Problem description — Reproduce the passage of the article on Australia's edtech sector below, between "Australia has long" and "education technology solutions.", inclusive.

Extract —
________________________

Australia has long been known for the quality of its education system, so it’s not a big jump, to assume with the local talent and infrastructure, that the nation would also be good at building education technology solutions.
Pre-COVID theedtech sector was growing. In just two years the local sector almost doubled in size and Australian investment has markedly increased.
While Australia’s edtech market might be lagging in some areas: a strong outlook exists for its continued boom post COVID-19, coupled with a strong potential for increasing investment.
A booming market
Globally, there’s strong investment in edech. Venture capital investments totalled more than $10 billion in 2020, up from $500 million in 2010.
Some estimate that an additional $87 billion will be backed in investment over the next decade, while predictions are that the entire market will be worth $130 billion by 2025.
Jerry Stesel, partner at Australian VC firm, Our Innovation Fund (OIF) said that they’re starting to see the dynamic play out locally with several Australian companies launching globally amid explosive growth.

________________________

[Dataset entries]
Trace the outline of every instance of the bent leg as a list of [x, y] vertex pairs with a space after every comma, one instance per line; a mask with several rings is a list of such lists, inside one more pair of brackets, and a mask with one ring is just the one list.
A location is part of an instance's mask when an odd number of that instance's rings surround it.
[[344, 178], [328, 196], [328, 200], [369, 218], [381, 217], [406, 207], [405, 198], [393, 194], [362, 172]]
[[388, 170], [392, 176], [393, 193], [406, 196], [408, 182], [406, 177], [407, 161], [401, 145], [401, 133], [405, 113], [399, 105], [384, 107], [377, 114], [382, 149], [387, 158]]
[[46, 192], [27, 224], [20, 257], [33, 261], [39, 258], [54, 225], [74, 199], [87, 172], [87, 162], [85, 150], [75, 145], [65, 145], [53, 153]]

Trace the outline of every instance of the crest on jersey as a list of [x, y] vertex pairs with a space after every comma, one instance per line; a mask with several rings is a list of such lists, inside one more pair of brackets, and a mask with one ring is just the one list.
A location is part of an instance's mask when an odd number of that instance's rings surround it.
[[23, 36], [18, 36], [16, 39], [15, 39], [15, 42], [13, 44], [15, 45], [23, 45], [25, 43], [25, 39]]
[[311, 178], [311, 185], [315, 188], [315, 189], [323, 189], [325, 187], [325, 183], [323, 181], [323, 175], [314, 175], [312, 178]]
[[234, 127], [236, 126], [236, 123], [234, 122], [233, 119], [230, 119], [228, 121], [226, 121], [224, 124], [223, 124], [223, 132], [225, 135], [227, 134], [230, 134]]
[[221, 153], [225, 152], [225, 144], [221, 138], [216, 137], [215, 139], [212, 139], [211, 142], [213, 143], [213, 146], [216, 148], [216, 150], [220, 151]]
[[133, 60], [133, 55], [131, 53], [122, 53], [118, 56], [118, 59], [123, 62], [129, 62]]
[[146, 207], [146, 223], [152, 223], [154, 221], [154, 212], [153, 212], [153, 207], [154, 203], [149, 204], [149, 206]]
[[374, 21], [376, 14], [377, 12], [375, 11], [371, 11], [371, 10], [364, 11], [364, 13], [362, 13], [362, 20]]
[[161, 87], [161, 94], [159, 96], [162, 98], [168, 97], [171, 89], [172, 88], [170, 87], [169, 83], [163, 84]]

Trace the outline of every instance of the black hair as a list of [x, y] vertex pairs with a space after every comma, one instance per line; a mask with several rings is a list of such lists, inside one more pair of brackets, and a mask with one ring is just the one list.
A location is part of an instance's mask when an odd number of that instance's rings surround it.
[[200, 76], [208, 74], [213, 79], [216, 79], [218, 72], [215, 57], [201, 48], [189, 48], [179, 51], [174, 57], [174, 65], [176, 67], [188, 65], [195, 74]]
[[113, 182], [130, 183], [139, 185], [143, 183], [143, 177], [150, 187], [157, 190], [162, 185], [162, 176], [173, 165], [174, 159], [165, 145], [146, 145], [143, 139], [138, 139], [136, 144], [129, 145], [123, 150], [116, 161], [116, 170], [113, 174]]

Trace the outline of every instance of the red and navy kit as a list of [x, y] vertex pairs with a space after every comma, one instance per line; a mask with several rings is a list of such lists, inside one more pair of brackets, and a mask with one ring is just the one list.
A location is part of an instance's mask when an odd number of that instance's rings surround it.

________________________

The answer —
Australia has long been known for the quality of its education system, so it’s not a big jump, to assume with the local talent and infrastructure, that the nation would also be good at building education technology solutions.